## WHAT IS REQUIRED
Take the line containing "Please indicate the spanish" and all lines after it to the end of the records, and output them exactly.

## DATASET RECORDS
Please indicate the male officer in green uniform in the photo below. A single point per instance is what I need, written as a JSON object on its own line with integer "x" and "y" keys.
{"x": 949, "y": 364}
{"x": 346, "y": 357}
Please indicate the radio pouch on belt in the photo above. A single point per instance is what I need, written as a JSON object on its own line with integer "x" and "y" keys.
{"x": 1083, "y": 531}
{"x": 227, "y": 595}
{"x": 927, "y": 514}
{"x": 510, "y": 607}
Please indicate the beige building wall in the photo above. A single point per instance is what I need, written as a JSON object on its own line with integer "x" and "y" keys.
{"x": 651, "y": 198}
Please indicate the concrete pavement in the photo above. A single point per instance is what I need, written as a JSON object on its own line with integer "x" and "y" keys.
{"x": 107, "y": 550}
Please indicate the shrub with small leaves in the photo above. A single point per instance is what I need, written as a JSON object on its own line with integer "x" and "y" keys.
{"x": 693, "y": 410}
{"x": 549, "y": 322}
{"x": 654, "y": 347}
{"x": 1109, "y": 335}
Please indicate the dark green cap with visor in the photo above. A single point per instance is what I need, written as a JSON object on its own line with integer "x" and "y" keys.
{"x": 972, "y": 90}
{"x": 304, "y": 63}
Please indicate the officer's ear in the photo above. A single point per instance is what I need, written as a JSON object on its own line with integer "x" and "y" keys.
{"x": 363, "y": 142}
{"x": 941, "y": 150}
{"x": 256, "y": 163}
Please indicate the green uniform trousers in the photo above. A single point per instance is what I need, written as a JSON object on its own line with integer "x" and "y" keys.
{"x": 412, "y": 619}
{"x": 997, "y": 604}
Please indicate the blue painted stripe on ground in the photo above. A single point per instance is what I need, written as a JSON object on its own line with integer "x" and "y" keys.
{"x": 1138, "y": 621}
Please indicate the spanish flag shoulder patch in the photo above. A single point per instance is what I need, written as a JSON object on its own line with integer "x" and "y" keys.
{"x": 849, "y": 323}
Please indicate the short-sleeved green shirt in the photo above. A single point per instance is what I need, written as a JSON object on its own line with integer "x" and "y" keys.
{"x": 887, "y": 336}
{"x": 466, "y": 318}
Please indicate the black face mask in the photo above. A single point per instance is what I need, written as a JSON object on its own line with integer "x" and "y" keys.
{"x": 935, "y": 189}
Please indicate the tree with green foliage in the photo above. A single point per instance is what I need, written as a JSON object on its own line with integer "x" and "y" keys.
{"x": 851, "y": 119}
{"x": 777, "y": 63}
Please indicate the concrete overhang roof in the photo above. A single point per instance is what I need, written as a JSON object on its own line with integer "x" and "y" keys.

## RESULT FOR THIS TASK
Please indicate the spanish flag shoulder patch in the photo above. A single point per instance is what I need, written as a JSON object on its own line with integer "x" and "y" keys.
{"x": 849, "y": 323}
Please indicate the short-sleeved green shirt in the photo above. A single point per instance is what I need, written as a JSON object on its own line with integer "x" and "y" keys.
{"x": 887, "y": 336}
{"x": 466, "y": 318}
Please indicate the black face mask in the photo above. A single point per instance is what I need, written as a JSON object on its own line with integer "x" and "y" keys.
{"x": 935, "y": 189}
Please indicate the tree with green foliage in the photo above. A single point per instance is what I need, written as a JSON object on its own line with integer "x" and "y" keys.
{"x": 851, "y": 119}
{"x": 777, "y": 63}
Please indicate the concrete overhang roof in the photo above. A single point per instance is what I need, written as a JSON object on its own line with integer "x" and "y" keys.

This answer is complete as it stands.